» **TASK SET**
1. Return, word for word, the part of the piece on patient choice that opens with the words containing "Today, much of" and closes with "for the consequences.".
2. In the piece on patient choice, where did the writer get immunizations?

» **EXERCISE PASSAGE**
=======

How far do you push patient choice? What if patients make poor choices? Suppose they smoke 3 ppd and develop heart disease or lung cancer. Do you want your tax dollars paying for treatment? The situations run from suicide to “skillful neglect.” It’s one thing to decide you don’t want your hip replaced just now, but it’s something else to decide you won’t take your blood pressure medicine. The hip only impacts you personally. If you have a heart attack or stroke, Medicare will pay a bill that is due entirely to your poor choice. Is that OK?
I have friends who ride motorcycles. Is that OK? Should we allow them to decide not to wear helmets? The key difference in these scenarios is who bears the burden--the individual or society. When the individual has a communicable disease, there is a strong tradition for imposing decisions. (HIV is a notable exception, but Typhoid Mary was imprisoned.) When the individual alone is affected, as in refusal of “needed” care, that decision should be respected. I have watched Jehovah’s witnesses die from blood loss.
On the other hand, Medicare paid for my friend to have both knees replaced, even tho he is 100 pounds overweight. I think that is wrong. We have patients in our system who refuse to have a colonoscopy and then develop colon cancer. Who should pay for their care? Before you answer, consider this: in one physician practice, 90% of eligible patients have colonscopy. In another only 20% do so. Now who should pay? Who’s responsibility is it to convince patients that preventive care is worth the money? One of our physicians objected to my monitoring his success with indicated mammograms. “We put a sign on the bulletin board. Isn’t that good enough!”
Today, much of healthcare is driven by personal habits--smoking, drinking, inactivity, obesity. Patients are free to choose to do those things, but they also must choose to pay for the consequences.
The real question is preventive care. As costs shift to patients, the first casualty will be preventive care. Perhaps we should shift responsibility for the public’s health (not healthcare) back to the public health departments. I got my immunizations at the county health department. Maybe it’s time to go back.

=======

» **STORED DATA**

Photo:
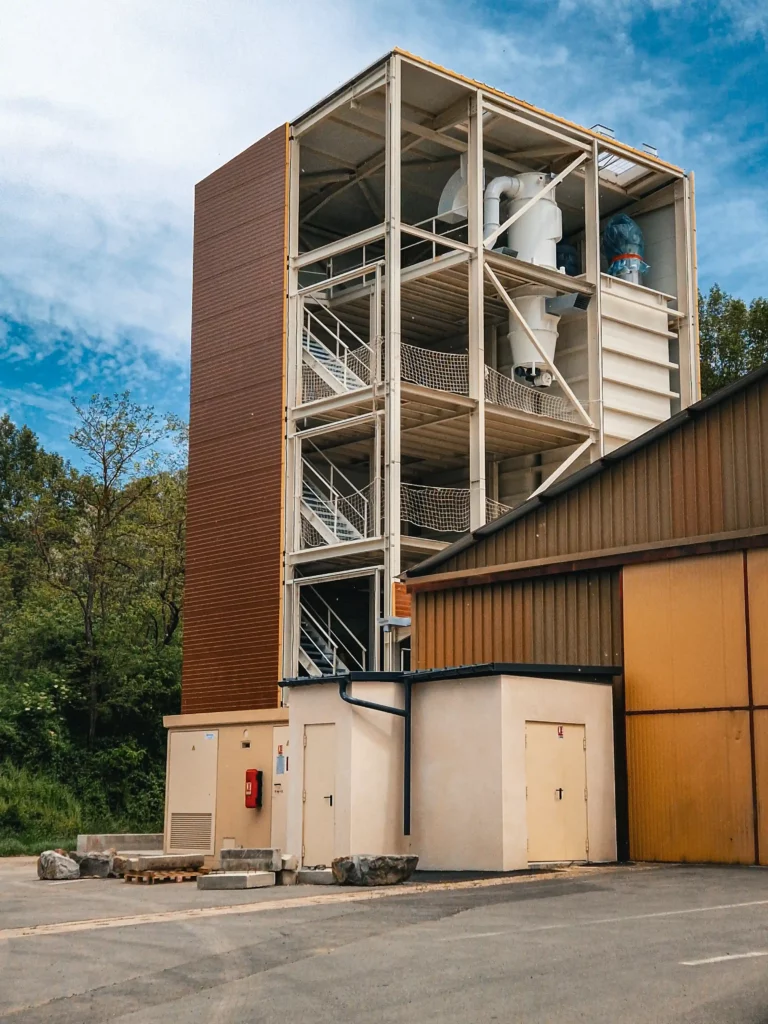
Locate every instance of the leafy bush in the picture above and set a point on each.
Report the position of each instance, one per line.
(36, 811)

=======

» **ANSWERS FOR THE TASKS**
1.
Today, much of healthcare is driven by personal habits--smoking, drinking, inactivity, obesity. Patients are free to choose to do those things, but they also must choose to pay for the consequences.

2. At the county health department.